Climate change increases the severity of these events. According to initial research by France’s Institute Pierre-Simon Laplace, global heating has made the current heatwave 2-4°C worse than would have been the case in the second half of the 20th century. This was confirmed by findings from the World Weather Attribution consortium.
Rising global temperatures are also increasing the frequency of heatwaves on the continent, which is heating twice as fast as the global average increase. Spain, for example, suffered 129 days of heatwave from 1975-2000 and 329 days since the turn of the century. In the UK, the likelihood of 40℃ temperatures has tripled since 2000.
The world is on the threshold of breaching the limit targeted by the 2015 Paris Agreement of 1.5℃ heating above the pre-industrial average. It is projected to reach 2.8℃ by the end of the century based on current policies, which would mean drastically worse conditions than those now seen in Europe. Scientists at the University of Reading recently predicted the UK will see 45℃ (113°F) heat within the next 30 years, overheating 90 percent of homes.
By its nature, the crisis is global. A 2025 Lancet Countdown report revealed that worldwide heat-related deaths had risen 60 percent from an estimated 335,000 a year in 1990-99 to 546,000 annually in 2012–2021.

HOW TO COMPLETE THIS TASK ▸ Continue the passage on heatwaves and climate change from where it stops.

Referring-expression pointing data:

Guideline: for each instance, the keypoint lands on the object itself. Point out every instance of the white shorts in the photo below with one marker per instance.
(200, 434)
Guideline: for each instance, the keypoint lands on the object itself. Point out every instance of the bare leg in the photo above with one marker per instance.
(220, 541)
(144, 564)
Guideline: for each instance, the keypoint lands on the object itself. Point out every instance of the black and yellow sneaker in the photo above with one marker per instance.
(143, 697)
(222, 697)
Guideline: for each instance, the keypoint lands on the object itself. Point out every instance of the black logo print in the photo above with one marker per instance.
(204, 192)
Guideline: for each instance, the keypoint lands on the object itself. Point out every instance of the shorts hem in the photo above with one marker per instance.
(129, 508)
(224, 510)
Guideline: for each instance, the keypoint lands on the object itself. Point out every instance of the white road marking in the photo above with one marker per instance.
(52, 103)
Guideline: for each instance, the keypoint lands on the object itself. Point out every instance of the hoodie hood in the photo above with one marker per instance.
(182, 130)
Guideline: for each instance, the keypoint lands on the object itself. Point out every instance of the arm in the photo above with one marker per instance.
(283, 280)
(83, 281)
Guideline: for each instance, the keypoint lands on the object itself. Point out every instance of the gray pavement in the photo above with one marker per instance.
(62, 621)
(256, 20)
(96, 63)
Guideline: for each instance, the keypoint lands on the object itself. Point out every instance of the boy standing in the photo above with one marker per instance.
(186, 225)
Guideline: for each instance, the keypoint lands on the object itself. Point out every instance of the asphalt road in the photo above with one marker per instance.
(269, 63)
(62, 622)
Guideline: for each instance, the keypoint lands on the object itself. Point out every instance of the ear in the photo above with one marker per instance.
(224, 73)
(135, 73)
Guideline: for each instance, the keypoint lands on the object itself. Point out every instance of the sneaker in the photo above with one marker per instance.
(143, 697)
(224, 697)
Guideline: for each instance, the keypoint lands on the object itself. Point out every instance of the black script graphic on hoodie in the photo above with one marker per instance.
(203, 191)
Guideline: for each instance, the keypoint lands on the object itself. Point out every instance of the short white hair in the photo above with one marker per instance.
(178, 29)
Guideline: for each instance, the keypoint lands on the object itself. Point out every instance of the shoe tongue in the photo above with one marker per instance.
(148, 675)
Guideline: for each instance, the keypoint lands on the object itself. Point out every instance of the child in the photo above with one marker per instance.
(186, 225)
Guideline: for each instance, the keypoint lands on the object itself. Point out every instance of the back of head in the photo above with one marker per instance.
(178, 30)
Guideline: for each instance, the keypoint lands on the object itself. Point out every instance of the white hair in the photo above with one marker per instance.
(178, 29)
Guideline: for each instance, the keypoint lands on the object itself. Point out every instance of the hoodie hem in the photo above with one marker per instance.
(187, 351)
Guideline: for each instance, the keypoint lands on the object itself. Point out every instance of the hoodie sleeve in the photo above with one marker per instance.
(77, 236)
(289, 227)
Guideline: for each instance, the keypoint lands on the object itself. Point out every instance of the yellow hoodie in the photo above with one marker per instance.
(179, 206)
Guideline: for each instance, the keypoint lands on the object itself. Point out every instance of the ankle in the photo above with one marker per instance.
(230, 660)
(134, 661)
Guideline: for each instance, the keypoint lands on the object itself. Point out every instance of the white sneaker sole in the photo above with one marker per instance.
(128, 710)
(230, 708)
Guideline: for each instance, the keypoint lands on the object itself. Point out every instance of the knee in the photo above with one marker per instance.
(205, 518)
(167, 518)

OUTPUT FOR THIS TASK ▸
Earlier this year, a heatwave in India and Pakistan saw temperatures in the high 40 degrees. Official records of deaths are woefully inadequate, but a study released this month from the University of California, Berkeley estimated a day of extreme heat is associated with 3,400 excess deaths—and five consecutive days with 30,000.
The victims are overwhelmingly the most exploited workers, with differences in building density and materials, tree cover and green space, and access to cooling creating a 5.6°C temperature difference between the richest and poorest parts of Mumbai. Economic losses, estimated at $194 billion dollars for the country’s 2024 heatwave, are taken in large part directly out of the wages of India’s 200 million informal workers.
Every day’s delay in ending CO₂ emissions and providing funds to adapt to the warming which has already taken place worsens these outcomes. But the most recent figures show just $2.1 trillion of annual climate finance was made available in 2025, versus the $7.8 trillion needed globally between 2025-2030, according to the Climate Policy Initiative. This rises to $9 trillion in the subsequent five years.
According to the United Nations, an additional $365 billion a year is needed to help developing countries adapt to climate change, of which a pathetic $26 billion is provided.
All initiatives run up against the two fundamental features of an economy run on a capitalist basis: production for private profit, and competition between companies and countries.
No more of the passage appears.